* INSTRUCTIONS TO FOLLOW
Render the whole listing below as a numbered list of its lines, omitting any blank lines.

* ENTRIES PROVIDED
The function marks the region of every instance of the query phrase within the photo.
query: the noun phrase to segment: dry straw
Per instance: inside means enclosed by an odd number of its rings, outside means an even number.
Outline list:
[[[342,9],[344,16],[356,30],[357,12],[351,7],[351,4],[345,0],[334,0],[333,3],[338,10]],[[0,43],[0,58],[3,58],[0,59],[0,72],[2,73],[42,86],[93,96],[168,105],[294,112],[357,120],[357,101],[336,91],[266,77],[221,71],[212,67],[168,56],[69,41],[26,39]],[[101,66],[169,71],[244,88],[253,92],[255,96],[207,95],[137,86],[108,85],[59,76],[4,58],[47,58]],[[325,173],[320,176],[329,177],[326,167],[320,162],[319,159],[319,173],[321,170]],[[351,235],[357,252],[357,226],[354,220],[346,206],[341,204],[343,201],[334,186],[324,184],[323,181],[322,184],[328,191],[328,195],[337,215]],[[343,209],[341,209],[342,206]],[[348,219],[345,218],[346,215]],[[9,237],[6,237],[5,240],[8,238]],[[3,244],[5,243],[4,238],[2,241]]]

* ANSWER TO THE TASK
1. The function marks the region of every instance of the query phrase within the photo.
2. query: the noun phrase to segment: dry straw
3. Per instance: inside means enclosed by an odd number of its rings, outside means an even number.
4. Outline list:
5. [[[342,9],[344,16],[356,30],[357,12],[351,7],[351,4],[345,0],[334,0],[333,3],[338,10]],[[0,43],[0,58],[3,58],[0,59],[0,72],[2,73],[42,86],[93,96],[168,105],[294,112],[357,120],[357,101],[336,91],[266,77],[221,71],[212,67],[168,56],[69,41],[26,39]],[[101,66],[169,71],[244,88],[253,92],[255,96],[207,95],[137,86],[108,85],[59,76],[4,58],[47,58]],[[325,173],[320,176],[329,177],[326,167],[320,162],[319,159],[319,173],[321,170]],[[351,235],[357,252],[357,226],[354,220],[346,206],[341,204],[343,201],[334,186],[324,184],[323,181],[322,184],[328,191],[328,195],[337,215]],[[343,209],[341,209],[342,206]],[[348,219],[345,218],[346,215]],[[9,237],[6,237],[5,240],[8,238]],[[3,244],[5,243],[4,238],[2,241]]]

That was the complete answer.